■ **SET PROBLEM**
Repeat these lines exactly: begin at the line containing "Spot brush cutter blade in this frame." and stop after the line containing "949 179 1320 600".

--- start of DATA RECORDS ---

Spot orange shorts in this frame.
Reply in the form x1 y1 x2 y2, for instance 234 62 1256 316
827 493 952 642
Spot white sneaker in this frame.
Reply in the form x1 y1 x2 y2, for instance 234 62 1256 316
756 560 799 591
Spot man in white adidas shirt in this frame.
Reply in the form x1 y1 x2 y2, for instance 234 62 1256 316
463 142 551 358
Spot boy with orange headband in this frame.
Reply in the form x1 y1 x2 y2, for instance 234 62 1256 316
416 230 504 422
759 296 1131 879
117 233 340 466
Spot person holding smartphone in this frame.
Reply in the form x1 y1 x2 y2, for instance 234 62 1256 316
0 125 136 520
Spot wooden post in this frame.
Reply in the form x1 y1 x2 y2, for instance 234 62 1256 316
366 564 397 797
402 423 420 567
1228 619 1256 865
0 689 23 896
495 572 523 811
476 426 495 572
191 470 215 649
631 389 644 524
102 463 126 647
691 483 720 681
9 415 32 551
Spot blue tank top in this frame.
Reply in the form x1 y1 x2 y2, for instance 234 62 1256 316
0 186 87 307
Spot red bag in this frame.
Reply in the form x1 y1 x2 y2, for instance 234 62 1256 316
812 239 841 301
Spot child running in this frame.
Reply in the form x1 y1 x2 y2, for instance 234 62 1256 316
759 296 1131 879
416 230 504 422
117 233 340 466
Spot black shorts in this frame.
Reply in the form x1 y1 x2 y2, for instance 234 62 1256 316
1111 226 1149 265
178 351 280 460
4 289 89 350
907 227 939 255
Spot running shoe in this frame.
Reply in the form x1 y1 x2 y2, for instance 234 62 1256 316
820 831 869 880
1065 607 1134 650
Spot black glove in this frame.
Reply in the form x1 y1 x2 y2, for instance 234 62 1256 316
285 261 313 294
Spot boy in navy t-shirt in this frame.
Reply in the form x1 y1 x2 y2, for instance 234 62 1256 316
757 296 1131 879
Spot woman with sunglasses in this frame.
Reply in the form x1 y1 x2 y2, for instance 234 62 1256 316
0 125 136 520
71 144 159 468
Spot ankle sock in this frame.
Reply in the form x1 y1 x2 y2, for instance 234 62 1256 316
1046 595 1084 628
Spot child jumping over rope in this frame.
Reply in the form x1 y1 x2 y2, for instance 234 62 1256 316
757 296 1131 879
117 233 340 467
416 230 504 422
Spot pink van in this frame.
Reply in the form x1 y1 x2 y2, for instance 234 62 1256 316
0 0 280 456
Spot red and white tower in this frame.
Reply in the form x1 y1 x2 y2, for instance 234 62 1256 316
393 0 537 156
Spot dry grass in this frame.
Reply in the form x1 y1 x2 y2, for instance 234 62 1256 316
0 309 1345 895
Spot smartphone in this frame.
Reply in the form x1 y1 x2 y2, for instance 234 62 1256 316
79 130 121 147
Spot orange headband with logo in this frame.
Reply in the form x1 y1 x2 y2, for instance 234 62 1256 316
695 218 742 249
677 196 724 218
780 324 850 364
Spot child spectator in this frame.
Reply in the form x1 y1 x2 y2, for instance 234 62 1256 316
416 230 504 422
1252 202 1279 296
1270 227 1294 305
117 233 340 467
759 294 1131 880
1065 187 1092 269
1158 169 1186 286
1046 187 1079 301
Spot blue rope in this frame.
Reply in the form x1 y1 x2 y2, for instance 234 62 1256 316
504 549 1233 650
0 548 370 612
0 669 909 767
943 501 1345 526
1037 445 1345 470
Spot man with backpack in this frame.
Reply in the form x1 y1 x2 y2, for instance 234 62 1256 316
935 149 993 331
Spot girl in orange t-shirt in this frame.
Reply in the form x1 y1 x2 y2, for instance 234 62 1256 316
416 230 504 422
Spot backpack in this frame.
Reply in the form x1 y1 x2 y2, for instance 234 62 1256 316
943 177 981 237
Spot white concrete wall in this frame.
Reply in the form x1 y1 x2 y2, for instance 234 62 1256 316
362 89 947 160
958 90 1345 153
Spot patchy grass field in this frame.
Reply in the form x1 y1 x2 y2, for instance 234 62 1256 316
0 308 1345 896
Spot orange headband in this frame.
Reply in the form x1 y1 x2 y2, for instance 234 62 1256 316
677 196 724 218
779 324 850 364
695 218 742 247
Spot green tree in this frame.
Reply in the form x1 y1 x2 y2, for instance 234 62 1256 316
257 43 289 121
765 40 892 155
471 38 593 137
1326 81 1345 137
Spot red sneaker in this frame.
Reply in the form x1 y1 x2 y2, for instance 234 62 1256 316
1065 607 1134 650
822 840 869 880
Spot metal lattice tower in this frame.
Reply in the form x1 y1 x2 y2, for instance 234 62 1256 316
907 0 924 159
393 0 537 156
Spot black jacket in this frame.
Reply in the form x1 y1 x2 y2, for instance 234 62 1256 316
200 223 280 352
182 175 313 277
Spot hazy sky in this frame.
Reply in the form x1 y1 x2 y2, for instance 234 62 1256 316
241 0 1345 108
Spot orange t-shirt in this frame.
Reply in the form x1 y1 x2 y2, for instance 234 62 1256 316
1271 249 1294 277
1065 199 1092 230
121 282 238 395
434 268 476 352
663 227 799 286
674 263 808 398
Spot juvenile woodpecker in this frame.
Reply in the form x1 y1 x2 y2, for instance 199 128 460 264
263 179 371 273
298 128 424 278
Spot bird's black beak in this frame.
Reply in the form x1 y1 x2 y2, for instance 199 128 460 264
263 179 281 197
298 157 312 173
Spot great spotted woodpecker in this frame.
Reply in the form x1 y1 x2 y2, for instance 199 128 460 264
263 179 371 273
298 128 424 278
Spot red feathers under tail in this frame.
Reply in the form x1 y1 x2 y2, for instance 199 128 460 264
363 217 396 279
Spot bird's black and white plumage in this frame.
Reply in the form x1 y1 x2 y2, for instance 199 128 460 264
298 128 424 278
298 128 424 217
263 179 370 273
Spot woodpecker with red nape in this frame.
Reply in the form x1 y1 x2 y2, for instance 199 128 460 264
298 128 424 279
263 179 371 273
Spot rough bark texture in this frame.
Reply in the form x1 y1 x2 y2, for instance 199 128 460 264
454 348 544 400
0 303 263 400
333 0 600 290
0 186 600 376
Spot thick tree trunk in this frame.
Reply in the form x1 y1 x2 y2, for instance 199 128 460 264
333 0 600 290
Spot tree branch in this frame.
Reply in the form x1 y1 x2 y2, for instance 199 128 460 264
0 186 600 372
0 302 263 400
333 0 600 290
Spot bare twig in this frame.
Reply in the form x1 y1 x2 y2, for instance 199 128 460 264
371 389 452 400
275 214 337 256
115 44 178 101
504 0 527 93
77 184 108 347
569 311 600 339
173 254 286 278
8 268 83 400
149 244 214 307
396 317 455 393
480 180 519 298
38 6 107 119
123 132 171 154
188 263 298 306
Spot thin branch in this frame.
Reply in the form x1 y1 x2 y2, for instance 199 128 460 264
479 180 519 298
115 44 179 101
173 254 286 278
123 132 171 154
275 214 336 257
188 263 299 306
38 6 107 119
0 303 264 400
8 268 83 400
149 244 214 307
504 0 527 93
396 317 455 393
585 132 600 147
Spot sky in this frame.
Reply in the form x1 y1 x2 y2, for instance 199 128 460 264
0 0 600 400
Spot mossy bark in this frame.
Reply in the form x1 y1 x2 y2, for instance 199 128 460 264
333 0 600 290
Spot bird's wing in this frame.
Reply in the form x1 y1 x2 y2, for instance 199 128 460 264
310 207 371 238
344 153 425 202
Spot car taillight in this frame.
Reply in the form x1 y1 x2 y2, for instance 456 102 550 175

--- end of DATA RECORDS ---
--- start of DATA RECORDS ---

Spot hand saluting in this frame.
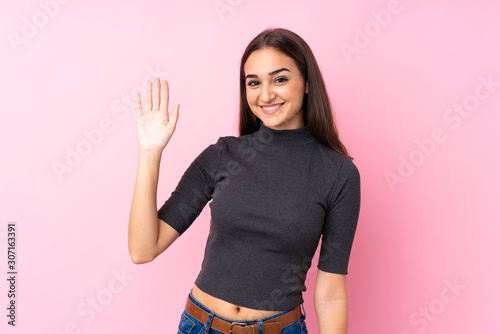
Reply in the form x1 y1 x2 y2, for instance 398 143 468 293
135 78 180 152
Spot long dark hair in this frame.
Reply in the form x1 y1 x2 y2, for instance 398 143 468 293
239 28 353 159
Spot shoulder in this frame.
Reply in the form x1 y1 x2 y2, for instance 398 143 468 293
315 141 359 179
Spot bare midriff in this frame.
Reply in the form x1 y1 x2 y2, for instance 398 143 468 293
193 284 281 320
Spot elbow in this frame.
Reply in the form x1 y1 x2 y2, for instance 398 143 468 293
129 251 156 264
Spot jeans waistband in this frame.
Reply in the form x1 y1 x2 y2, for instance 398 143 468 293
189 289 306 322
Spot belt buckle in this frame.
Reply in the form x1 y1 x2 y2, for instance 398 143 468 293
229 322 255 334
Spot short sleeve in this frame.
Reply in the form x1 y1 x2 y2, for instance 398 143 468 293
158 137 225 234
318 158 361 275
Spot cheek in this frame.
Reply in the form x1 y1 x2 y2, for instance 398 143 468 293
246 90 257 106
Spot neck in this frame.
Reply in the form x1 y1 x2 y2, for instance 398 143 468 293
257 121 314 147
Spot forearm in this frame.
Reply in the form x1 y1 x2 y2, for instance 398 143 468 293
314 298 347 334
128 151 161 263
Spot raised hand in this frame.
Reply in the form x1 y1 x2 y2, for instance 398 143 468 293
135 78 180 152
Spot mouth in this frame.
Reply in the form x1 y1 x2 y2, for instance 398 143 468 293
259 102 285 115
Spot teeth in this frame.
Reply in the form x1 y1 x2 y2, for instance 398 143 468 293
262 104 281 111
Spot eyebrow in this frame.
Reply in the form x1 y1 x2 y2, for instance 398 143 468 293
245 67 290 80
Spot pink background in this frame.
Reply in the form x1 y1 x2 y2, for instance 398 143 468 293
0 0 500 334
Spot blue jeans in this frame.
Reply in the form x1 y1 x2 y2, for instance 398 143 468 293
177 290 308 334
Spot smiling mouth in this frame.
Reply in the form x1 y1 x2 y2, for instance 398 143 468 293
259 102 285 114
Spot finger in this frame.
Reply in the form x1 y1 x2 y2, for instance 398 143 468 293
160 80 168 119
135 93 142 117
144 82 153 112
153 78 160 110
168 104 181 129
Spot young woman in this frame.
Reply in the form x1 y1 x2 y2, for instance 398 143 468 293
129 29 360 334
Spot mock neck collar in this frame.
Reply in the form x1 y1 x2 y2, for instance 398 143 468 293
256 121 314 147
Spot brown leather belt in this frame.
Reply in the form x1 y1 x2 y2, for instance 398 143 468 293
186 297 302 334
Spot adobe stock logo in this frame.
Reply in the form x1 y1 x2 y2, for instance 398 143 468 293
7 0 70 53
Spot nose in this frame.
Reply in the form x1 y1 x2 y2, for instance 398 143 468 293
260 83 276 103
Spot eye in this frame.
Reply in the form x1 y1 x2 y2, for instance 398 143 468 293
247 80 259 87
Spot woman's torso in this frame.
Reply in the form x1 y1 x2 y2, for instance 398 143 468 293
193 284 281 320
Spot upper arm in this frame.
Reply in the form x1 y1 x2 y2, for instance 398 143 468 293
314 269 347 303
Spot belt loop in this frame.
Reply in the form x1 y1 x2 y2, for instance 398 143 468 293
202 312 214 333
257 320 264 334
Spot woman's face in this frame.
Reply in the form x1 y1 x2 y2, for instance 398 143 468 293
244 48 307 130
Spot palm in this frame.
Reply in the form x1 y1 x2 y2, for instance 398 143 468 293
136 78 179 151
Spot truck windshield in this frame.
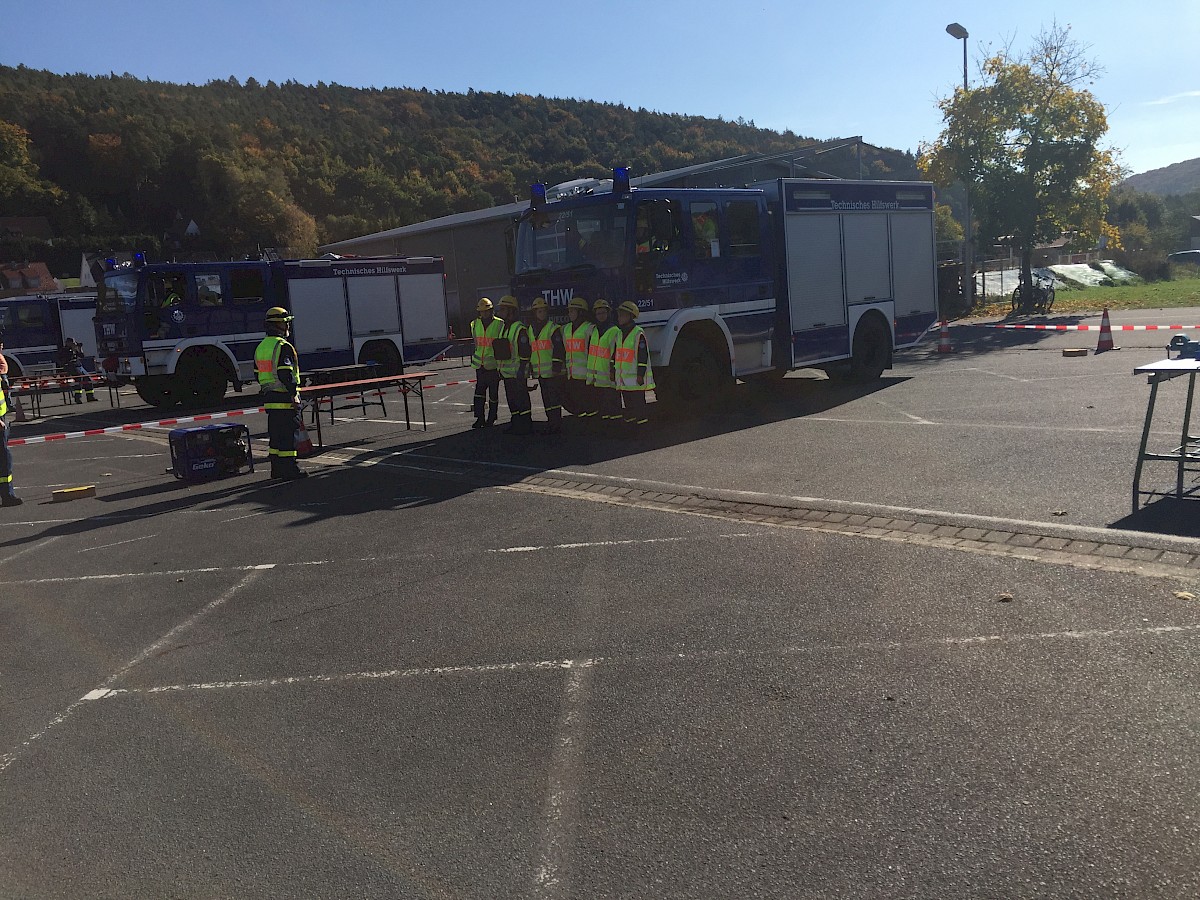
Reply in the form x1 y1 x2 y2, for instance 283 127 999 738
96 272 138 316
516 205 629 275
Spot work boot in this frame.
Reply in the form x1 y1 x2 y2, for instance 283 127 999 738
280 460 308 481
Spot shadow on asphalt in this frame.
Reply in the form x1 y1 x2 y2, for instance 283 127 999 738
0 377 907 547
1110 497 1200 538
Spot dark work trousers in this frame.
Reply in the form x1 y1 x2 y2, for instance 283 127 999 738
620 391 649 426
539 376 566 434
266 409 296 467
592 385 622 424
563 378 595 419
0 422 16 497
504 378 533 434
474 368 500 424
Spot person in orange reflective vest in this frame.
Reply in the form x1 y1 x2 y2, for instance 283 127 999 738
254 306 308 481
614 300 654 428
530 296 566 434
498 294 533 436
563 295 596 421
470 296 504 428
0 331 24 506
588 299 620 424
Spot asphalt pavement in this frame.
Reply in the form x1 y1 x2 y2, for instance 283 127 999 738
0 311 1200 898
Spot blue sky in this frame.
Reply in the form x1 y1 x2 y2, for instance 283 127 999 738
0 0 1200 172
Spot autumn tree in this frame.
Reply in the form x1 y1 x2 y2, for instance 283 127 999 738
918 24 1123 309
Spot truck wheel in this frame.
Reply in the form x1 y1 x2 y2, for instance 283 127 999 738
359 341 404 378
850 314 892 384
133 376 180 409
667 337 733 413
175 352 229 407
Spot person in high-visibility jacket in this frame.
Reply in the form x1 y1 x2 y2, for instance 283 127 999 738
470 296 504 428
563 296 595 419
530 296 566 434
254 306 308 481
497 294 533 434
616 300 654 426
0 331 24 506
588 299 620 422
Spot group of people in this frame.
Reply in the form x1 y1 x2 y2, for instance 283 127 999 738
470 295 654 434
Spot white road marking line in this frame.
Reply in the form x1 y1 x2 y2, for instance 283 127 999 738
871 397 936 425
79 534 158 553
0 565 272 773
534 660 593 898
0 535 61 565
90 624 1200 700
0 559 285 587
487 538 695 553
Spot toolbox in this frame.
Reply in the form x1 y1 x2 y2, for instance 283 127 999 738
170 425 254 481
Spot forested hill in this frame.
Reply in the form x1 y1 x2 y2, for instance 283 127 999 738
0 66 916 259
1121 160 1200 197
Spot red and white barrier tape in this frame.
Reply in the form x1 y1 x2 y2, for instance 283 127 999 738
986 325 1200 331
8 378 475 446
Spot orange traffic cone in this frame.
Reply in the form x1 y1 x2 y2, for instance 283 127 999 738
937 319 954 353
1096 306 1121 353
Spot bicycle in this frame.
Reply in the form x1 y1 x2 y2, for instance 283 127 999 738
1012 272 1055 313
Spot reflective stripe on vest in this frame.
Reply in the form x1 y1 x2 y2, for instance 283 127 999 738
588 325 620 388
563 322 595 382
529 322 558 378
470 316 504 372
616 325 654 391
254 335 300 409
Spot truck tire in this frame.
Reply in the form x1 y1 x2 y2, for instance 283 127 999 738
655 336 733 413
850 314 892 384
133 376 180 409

--- end of DATA RECORDS ---
--- start of DATA RECORDS ---

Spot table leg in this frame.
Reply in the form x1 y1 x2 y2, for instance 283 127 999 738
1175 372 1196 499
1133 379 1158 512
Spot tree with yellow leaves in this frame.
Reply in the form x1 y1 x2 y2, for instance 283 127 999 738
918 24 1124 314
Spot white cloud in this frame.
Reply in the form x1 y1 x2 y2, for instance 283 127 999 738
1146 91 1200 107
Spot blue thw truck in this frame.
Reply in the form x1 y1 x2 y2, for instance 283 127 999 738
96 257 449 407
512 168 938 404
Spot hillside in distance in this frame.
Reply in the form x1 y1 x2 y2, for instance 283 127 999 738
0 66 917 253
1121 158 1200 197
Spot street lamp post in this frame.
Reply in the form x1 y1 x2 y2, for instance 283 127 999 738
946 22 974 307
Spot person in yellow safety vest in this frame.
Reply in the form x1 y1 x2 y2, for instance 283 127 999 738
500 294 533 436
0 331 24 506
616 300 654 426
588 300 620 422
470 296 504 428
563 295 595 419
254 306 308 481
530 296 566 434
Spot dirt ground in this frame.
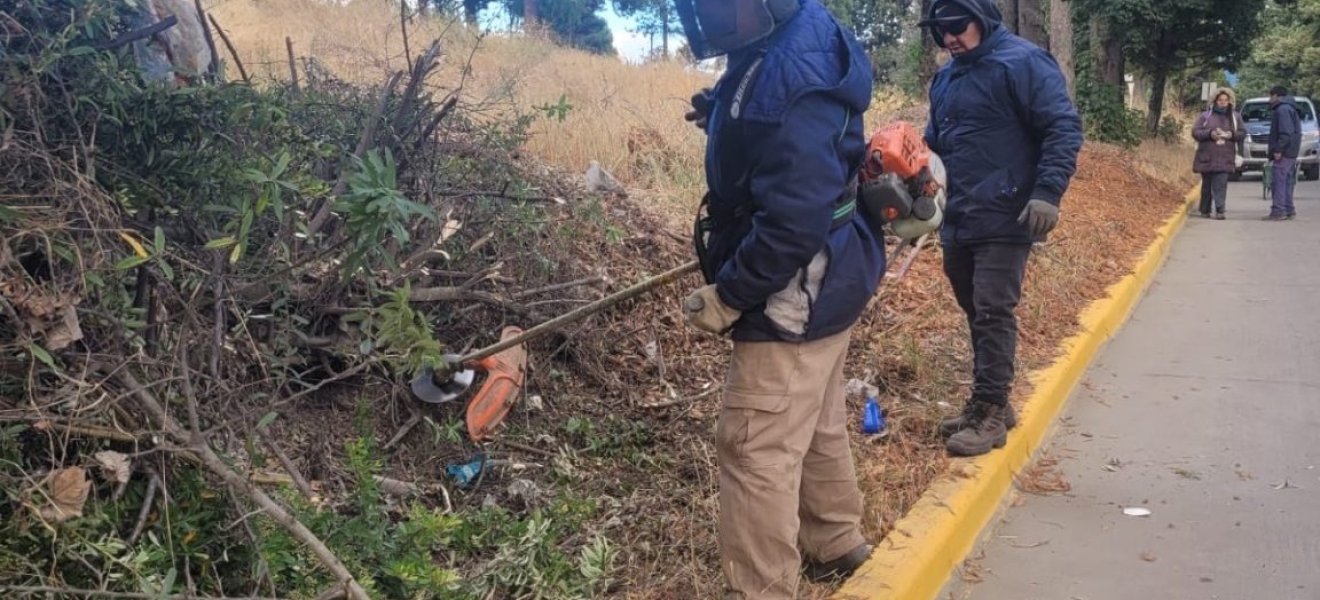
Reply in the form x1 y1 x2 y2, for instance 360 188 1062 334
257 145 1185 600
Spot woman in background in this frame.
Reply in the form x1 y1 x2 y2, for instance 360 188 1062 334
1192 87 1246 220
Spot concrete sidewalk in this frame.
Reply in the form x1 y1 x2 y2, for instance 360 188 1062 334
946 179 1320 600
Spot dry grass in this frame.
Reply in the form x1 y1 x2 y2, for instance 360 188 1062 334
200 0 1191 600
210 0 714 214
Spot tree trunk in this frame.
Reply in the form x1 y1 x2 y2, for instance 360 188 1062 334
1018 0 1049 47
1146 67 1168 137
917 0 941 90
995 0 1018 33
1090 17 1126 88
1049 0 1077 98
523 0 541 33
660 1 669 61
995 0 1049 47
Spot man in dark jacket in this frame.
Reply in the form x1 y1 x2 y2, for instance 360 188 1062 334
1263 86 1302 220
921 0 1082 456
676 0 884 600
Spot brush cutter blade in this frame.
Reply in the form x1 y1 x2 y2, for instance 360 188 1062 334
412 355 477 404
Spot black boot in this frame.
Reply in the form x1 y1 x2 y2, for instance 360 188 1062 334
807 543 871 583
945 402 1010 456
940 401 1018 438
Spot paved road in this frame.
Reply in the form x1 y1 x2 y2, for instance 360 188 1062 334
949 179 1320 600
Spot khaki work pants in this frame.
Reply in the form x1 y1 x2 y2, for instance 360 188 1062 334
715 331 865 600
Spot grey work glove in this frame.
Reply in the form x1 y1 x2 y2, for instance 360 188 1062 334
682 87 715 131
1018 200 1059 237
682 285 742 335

--- end of DATA RECORDS ---

■ **EXERCISE RESPONSE**
Spot brush cutter blade in this frame.
Reply in the form x1 y1 x2 y2, for instance 360 188 1062 334
412 355 477 404
Spot black boot in this frame.
Reply in the form x1 y1 x2 y2, for instance 360 188 1062 334
807 543 871 583
945 402 1010 456
940 401 1018 438
Spot paved road in this frame.
Reply in the form x1 y1 x2 y2, for instance 360 188 1062 334
949 179 1320 600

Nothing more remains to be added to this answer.